• PROBLEM STATEMENT: Give back the lines below word for word, leaving out the pictures.

• RECORDS SUPPLIED:
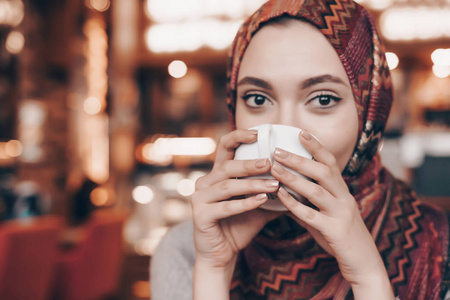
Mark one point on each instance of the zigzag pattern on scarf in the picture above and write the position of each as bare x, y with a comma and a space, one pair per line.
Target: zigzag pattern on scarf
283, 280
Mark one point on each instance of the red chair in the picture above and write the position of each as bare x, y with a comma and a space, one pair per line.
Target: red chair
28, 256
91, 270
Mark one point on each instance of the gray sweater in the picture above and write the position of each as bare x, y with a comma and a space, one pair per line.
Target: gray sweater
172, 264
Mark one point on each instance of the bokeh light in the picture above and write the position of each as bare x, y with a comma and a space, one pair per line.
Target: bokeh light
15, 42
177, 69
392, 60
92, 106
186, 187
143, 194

• SOLUTION TO THE EXERCISE:
Mark one point on each instance of the zigzag pattern on scarf in the picture above and write the position of each as bare x, y with a comma and a space, one pair per line.
Target: zigzag pattern on scarf
283, 280
Mark one point on each instance of the red chair in the picture above and write the position of each as bare x, y with a comma and a space, one pair per line.
Target: red chair
28, 256
91, 270
Mark one point on each instance of the gray sweater in the picture above and write the position of each as bare x, y with a comma and a space, one pair per line.
Target: gray sweater
172, 264
Mark one point on each instance of the bokeh light in the picture above and write the position of each as bare x, y with a comma and a space, one pair per line.
Target: bokeh light
15, 42
177, 69
392, 60
92, 106
186, 187
143, 194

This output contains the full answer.